→ **REQUIREMENT**
Across the entries below, tally every line that holds the string "metal" and reply with the number only.

→ **THE DATA**
"""

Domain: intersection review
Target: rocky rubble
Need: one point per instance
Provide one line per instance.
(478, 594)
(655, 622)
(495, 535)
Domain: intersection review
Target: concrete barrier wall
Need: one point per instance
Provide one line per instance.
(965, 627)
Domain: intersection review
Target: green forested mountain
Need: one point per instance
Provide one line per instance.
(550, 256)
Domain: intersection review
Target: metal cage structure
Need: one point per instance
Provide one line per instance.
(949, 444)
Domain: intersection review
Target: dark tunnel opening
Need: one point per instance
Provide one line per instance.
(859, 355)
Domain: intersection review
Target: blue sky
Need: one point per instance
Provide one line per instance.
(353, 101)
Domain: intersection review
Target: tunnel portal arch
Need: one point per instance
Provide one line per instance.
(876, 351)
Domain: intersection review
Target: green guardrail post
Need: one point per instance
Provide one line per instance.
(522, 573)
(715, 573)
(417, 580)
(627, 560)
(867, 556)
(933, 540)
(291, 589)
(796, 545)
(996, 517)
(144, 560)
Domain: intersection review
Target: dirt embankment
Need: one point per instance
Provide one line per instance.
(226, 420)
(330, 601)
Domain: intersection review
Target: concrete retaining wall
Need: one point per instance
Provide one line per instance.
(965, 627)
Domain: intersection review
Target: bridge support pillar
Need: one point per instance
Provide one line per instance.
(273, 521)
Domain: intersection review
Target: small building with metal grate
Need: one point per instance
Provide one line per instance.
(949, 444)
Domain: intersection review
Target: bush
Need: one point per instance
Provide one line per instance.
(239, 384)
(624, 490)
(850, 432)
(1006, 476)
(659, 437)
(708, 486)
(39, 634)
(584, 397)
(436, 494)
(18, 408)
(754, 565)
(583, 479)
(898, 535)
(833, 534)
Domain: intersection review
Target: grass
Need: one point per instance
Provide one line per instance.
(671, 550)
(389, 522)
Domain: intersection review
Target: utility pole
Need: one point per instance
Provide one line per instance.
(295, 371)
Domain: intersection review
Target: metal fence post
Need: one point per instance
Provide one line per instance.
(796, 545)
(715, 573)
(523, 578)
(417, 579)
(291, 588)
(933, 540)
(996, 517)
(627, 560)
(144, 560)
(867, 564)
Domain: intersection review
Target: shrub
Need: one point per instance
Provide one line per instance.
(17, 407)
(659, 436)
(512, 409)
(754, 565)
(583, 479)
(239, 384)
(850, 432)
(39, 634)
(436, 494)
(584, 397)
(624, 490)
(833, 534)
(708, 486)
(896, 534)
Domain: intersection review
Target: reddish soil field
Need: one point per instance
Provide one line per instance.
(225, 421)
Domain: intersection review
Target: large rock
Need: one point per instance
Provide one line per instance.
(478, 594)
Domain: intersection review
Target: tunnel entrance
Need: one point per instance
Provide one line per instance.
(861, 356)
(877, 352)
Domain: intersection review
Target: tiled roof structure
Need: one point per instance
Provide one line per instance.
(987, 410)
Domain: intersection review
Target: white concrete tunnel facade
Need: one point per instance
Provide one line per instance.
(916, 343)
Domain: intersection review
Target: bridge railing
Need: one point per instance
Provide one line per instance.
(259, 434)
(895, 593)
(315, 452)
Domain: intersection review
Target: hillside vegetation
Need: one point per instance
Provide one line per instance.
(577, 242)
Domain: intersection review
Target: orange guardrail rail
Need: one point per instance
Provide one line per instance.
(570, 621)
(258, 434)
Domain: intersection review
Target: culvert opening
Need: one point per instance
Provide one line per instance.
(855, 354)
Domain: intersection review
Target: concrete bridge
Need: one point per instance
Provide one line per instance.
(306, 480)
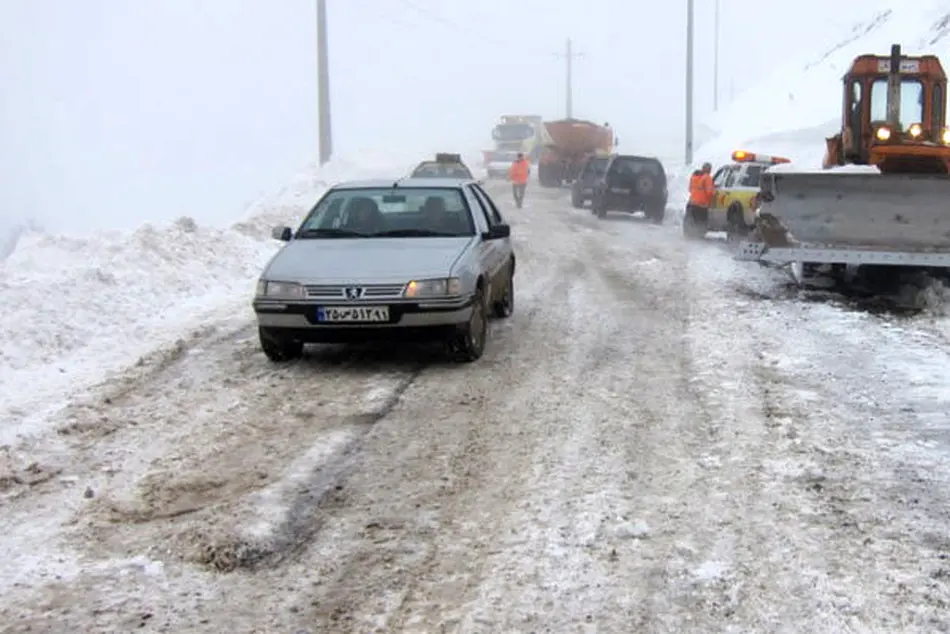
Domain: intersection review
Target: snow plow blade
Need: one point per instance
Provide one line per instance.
(899, 212)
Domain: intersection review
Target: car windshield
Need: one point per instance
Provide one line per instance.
(389, 213)
(441, 170)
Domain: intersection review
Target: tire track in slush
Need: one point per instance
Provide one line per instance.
(318, 492)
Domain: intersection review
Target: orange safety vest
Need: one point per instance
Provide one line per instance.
(519, 171)
(701, 189)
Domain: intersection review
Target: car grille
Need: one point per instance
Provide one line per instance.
(370, 291)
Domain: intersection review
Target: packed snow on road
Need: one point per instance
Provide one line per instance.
(660, 439)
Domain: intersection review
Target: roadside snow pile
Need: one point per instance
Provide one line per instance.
(792, 111)
(77, 309)
(841, 169)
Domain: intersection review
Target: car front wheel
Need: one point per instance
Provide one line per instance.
(468, 344)
(278, 348)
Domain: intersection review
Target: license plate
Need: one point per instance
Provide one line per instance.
(344, 314)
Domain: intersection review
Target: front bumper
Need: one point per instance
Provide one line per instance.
(407, 320)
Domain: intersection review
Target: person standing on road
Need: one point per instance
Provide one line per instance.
(701, 194)
(518, 174)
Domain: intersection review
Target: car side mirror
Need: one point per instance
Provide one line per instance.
(498, 232)
(284, 234)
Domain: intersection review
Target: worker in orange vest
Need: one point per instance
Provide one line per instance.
(518, 174)
(701, 195)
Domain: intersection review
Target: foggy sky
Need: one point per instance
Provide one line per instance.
(117, 112)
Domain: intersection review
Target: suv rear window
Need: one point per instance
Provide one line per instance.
(629, 167)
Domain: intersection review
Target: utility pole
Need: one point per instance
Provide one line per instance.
(689, 82)
(716, 61)
(569, 109)
(323, 84)
(569, 56)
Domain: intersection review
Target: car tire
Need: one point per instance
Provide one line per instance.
(691, 229)
(468, 345)
(278, 348)
(655, 213)
(505, 307)
(576, 200)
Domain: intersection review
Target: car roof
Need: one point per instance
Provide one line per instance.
(635, 156)
(404, 182)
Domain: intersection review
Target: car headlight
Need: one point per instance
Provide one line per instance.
(433, 288)
(279, 290)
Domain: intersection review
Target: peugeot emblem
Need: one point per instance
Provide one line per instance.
(353, 292)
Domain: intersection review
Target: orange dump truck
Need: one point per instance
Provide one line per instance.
(567, 143)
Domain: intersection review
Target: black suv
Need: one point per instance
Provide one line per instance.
(631, 184)
(590, 177)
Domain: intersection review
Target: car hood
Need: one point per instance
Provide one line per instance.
(344, 260)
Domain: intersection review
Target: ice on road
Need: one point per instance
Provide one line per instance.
(656, 441)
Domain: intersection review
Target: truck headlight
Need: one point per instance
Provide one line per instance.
(440, 287)
(279, 290)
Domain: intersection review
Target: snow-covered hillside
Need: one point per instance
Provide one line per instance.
(77, 308)
(790, 113)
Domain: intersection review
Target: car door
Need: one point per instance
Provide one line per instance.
(485, 251)
(497, 251)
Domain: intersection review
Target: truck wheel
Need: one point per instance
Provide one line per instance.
(278, 348)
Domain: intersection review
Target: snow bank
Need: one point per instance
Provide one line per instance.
(843, 169)
(78, 308)
(791, 113)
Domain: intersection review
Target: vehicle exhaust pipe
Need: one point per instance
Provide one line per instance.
(894, 89)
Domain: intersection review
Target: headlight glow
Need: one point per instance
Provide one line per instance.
(440, 287)
(281, 290)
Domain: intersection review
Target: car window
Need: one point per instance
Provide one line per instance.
(750, 176)
(441, 170)
(732, 177)
(389, 212)
(486, 200)
(481, 206)
(628, 168)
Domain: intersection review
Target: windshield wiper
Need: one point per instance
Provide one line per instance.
(330, 233)
(414, 233)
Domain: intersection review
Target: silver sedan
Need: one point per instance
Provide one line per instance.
(414, 259)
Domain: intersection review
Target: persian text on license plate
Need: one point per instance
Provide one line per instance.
(344, 314)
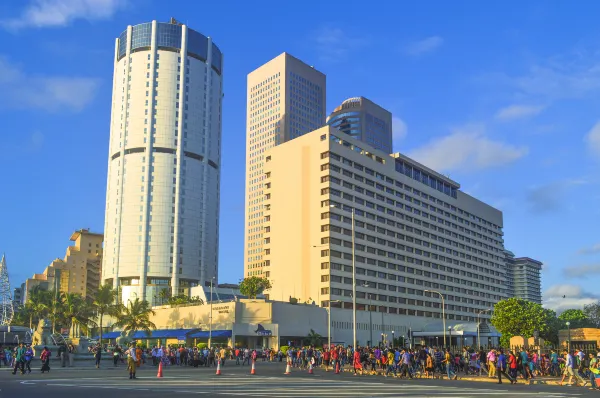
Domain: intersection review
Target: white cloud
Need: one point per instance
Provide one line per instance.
(563, 297)
(593, 139)
(581, 271)
(590, 250)
(335, 45)
(52, 13)
(514, 112)
(19, 90)
(399, 131)
(466, 149)
(424, 46)
(549, 198)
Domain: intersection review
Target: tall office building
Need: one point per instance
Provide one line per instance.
(415, 233)
(364, 120)
(523, 278)
(285, 99)
(162, 200)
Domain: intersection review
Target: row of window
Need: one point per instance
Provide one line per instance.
(398, 184)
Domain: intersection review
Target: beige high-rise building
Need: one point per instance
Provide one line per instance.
(285, 100)
(78, 272)
(414, 234)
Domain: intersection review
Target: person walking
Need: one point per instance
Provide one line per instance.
(448, 361)
(19, 359)
(28, 358)
(98, 355)
(131, 360)
(501, 367)
(45, 358)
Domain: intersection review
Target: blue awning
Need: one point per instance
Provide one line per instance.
(162, 333)
(215, 333)
(156, 334)
(108, 335)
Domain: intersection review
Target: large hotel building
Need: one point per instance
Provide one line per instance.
(416, 234)
(286, 99)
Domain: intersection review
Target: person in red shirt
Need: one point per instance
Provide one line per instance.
(334, 357)
(356, 362)
(326, 358)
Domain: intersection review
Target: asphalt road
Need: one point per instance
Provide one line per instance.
(269, 381)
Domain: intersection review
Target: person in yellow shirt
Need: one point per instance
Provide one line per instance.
(448, 359)
(390, 362)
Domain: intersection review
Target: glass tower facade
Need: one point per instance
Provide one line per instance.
(162, 202)
(364, 120)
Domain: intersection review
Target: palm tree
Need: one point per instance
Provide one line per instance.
(77, 312)
(104, 303)
(136, 316)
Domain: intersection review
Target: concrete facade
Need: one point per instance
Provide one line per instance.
(285, 99)
(162, 202)
(415, 231)
(523, 278)
(364, 120)
(78, 272)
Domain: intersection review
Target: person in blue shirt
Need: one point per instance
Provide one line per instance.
(501, 368)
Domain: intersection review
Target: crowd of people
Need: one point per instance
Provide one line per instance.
(580, 368)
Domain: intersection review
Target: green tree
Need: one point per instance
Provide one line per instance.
(252, 286)
(518, 317)
(164, 295)
(38, 304)
(313, 338)
(104, 303)
(136, 316)
(77, 312)
(576, 318)
(592, 311)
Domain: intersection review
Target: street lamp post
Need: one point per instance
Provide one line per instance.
(569, 337)
(210, 323)
(443, 311)
(329, 328)
(478, 323)
(353, 281)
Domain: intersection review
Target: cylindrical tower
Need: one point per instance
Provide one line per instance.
(162, 200)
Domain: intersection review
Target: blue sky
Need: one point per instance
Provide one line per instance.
(503, 97)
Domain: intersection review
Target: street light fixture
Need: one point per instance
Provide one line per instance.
(329, 327)
(443, 311)
(478, 323)
(569, 337)
(353, 281)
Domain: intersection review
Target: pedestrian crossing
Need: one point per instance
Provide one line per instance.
(281, 386)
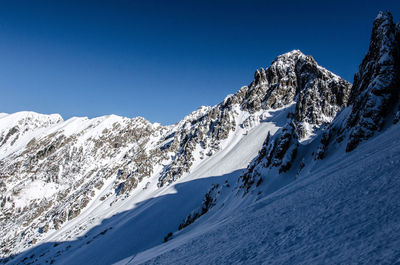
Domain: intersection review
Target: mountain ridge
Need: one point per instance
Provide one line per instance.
(283, 126)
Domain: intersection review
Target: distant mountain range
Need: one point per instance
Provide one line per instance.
(300, 166)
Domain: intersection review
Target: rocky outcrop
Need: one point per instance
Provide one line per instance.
(377, 83)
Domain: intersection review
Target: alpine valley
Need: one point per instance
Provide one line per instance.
(298, 167)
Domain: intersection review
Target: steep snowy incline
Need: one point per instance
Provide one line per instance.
(346, 212)
(141, 220)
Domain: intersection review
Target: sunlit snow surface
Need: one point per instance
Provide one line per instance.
(345, 211)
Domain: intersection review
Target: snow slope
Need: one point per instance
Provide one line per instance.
(141, 220)
(345, 212)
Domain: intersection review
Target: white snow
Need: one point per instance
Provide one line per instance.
(345, 212)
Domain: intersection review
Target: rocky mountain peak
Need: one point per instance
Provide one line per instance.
(376, 84)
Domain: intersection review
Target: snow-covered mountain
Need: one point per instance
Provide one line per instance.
(244, 181)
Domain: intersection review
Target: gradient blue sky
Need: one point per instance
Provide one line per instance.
(163, 59)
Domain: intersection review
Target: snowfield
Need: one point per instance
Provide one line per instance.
(345, 212)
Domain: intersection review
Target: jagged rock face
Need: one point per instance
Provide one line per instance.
(377, 82)
(75, 160)
(295, 77)
(372, 101)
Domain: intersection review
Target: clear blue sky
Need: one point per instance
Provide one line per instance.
(163, 59)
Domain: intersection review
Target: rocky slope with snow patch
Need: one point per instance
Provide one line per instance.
(71, 189)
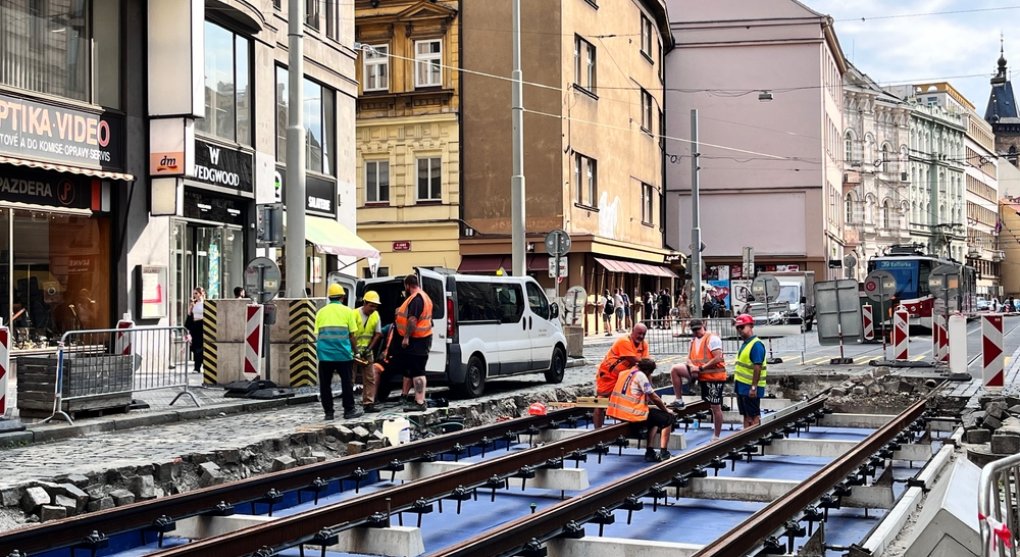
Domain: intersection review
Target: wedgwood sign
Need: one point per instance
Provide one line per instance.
(223, 166)
(35, 130)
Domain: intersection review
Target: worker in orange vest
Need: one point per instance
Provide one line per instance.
(413, 326)
(628, 402)
(706, 365)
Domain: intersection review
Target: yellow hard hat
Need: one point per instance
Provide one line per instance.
(336, 290)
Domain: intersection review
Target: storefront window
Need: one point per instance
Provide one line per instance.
(227, 108)
(320, 123)
(48, 46)
(59, 276)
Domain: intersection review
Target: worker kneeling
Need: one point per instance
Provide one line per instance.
(628, 402)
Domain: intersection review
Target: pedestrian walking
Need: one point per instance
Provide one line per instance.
(337, 327)
(367, 338)
(750, 371)
(628, 402)
(195, 323)
(622, 355)
(707, 366)
(413, 326)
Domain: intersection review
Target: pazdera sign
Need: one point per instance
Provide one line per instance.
(223, 166)
(35, 130)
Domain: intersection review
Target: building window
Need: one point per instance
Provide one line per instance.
(647, 204)
(333, 19)
(312, 13)
(227, 74)
(587, 179)
(376, 67)
(62, 48)
(646, 111)
(376, 181)
(429, 183)
(428, 63)
(646, 37)
(584, 64)
(320, 123)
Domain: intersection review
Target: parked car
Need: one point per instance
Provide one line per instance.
(482, 326)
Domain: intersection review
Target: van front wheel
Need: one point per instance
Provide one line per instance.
(557, 367)
(474, 378)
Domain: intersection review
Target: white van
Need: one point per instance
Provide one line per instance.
(482, 326)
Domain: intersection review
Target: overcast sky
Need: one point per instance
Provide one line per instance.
(916, 41)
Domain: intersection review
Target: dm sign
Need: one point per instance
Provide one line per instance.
(66, 136)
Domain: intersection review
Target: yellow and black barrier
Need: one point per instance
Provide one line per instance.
(303, 360)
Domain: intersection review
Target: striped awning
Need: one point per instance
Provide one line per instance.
(94, 172)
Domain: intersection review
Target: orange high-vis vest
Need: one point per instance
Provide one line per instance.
(424, 326)
(625, 405)
(700, 354)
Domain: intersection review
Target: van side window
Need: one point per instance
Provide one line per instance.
(476, 302)
(510, 301)
(436, 293)
(538, 301)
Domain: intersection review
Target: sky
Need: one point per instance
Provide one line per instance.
(921, 41)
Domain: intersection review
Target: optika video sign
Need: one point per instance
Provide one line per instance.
(35, 130)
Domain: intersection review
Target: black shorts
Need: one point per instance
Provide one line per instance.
(411, 365)
(712, 391)
(749, 407)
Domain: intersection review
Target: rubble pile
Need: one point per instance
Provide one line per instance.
(997, 424)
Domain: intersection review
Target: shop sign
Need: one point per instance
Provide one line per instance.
(39, 131)
(223, 166)
(43, 188)
(320, 193)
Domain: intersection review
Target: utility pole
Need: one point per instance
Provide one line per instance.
(696, 262)
(295, 152)
(517, 220)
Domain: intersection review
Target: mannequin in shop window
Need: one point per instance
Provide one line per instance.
(194, 323)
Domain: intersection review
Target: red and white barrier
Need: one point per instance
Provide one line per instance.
(253, 339)
(868, 316)
(4, 366)
(992, 357)
(122, 343)
(901, 336)
(939, 339)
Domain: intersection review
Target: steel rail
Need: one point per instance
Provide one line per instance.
(749, 535)
(309, 526)
(143, 514)
(511, 538)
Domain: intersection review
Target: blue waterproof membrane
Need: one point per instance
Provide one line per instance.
(665, 524)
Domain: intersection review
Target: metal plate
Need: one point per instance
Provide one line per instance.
(262, 287)
(837, 307)
(879, 286)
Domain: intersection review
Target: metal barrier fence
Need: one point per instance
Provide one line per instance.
(101, 368)
(999, 507)
(672, 336)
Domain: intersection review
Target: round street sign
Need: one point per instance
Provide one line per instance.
(262, 280)
(557, 243)
(944, 277)
(765, 286)
(879, 286)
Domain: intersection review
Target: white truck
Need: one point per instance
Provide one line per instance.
(795, 303)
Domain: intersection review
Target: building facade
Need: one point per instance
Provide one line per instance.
(593, 139)
(408, 133)
(875, 179)
(770, 155)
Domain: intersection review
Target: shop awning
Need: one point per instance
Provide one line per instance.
(490, 263)
(94, 172)
(633, 267)
(333, 238)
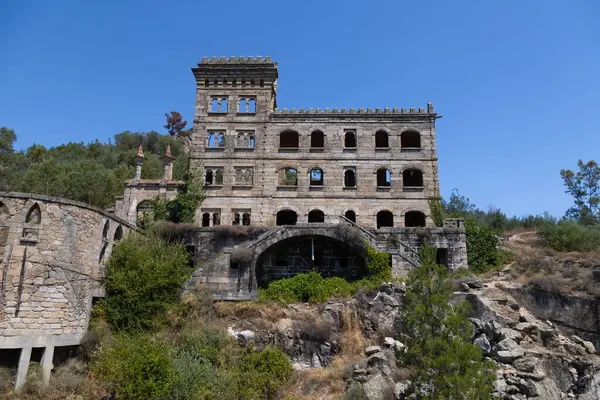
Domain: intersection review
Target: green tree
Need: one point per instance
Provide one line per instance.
(438, 338)
(143, 278)
(584, 186)
(7, 139)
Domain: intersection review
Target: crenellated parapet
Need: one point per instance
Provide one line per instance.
(412, 112)
(236, 60)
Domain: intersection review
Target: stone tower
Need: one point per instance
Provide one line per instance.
(268, 166)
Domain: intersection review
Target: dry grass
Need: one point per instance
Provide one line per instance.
(556, 272)
(330, 383)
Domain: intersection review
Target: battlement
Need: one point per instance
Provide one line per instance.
(236, 60)
(356, 112)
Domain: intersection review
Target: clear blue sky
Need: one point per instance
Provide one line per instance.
(517, 82)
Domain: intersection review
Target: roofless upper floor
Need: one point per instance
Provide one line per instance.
(245, 89)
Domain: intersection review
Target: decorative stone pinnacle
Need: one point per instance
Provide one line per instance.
(167, 154)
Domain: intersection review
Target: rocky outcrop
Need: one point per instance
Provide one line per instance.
(535, 358)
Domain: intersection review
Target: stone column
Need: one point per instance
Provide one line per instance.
(139, 160)
(23, 367)
(47, 359)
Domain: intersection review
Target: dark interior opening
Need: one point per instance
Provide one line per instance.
(412, 178)
(381, 139)
(349, 178)
(316, 177)
(303, 254)
(350, 139)
(383, 177)
(385, 219)
(441, 257)
(410, 139)
(316, 216)
(287, 217)
(317, 139)
(414, 218)
(351, 215)
(289, 139)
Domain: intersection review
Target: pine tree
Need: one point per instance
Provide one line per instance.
(438, 335)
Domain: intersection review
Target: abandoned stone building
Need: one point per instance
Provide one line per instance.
(298, 174)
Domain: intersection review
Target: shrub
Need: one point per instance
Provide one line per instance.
(311, 287)
(138, 365)
(259, 375)
(379, 265)
(242, 255)
(483, 247)
(144, 277)
(570, 236)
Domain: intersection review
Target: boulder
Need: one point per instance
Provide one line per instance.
(507, 345)
(372, 350)
(589, 346)
(525, 364)
(376, 387)
(400, 389)
(483, 343)
(508, 357)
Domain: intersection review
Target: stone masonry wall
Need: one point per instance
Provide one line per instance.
(51, 266)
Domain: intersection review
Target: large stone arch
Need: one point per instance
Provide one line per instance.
(354, 261)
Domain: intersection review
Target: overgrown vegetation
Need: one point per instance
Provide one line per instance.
(144, 276)
(445, 364)
(313, 288)
(93, 173)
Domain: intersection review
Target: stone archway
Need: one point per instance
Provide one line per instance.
(300, 249)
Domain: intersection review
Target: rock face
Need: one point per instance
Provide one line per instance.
(535, 358)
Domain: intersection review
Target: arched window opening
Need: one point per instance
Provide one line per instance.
(385, 219)
(384, 177)
(246, 219)
(351, 215)
(34, 215)
(381, 139)
(4, 214)
(412, 178)
(243, 105)
(317, 140)
(288, 177)
(286, 217)
(105, 230)
(144, 213)
(118, 234)
(316, 177)
(410, 140)
(414, 218)
(216, 139)
(316, 216)
(350, 140)
(349, 178)
(289, 140)
(205, 219)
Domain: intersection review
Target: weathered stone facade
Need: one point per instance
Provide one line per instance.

"""

→ **THE COMPLETED TASK**
5